(Texto fornecido):
++++++
Crítica O Bom Professor
Kazak Productions/Divulgação

Crítica | O Bom Professor: um retrato amedrontado sobre acusações e consequências

O Bom Professor é um daqueles filmes que chegam com a promessa de discutir algo relevante, mas acabam se perdendo pela falta de coragem de seus realizadores em aprofundar em temas delicados. Inspirado em experiências reais do diretor, o longa tenta abordar o delicado tema das falsas acusações de assédio em um ambiente escolar, mas falha em explorar as nuances necessárias para tratar um assunto tão complexo. O resultado é uma narrativa que oscila entre o melodramático e o superficial.
++++++
(Tarefas propostas):
A) Enumere todos os verbos no infinitivo presentes no parágrafo da crítica de O Bom Professor, na ordem em que aparecem.
B) Redimensione o trecho das entradas que vai da linha que contém "Highlight the trailing" até a linha que contém "91,29,127,71", ambas incluídas. Reproduza todas as linhas desse trecho, inclusive as instruções, multiplicando por 1,4 somente as coordenadas das respostas e arredondando-as para números inteiros, com as metades arredondadas para cima.

(Entradas apresentadas):
++++++
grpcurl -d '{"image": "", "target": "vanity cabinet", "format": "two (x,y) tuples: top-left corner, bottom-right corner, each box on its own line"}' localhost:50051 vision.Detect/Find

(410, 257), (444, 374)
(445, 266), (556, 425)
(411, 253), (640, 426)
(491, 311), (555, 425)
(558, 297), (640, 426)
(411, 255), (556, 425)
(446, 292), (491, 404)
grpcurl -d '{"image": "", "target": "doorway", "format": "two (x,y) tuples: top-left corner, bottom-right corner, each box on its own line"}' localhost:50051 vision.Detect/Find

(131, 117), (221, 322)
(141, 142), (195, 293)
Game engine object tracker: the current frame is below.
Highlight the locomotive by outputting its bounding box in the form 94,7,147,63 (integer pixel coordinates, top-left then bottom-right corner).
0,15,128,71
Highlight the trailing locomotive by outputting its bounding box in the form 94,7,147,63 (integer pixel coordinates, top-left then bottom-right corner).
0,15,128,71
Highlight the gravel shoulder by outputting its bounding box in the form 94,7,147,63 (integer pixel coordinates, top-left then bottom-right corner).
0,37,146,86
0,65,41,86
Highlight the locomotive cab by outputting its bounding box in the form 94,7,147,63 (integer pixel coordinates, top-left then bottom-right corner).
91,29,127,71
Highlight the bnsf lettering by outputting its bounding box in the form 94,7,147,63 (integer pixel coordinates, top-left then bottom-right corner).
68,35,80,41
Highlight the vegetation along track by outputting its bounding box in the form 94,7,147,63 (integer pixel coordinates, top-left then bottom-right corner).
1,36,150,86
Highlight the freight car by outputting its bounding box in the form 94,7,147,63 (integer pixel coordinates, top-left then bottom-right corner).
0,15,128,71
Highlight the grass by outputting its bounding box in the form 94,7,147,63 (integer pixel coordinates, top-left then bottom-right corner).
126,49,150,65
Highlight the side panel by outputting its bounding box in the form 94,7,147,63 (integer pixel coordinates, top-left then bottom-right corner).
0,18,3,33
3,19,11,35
++++++
(Respostas por tarefa):
A)
discutir
aprofundar
abordar
explorar
tratar

B)
Highlight the trailing locomotive by outputting its bounding box in the form 94,7,147,63 (integer pixel coordinates, top-left then bottom-right corner).
0,21,179,99
Highlight the gravel shoulder by outputting its bounding box in the form 94,7,147,63 (integer pixel coordinates, top-left then bottom-right corner).
0,52,204,120
0,91,57,120
Highlight the locomotive cab by outputting its bounding box in the form 94,7,147,63 (integer pixel coordinates, top-left then bottom-right corner).
127,41,178,99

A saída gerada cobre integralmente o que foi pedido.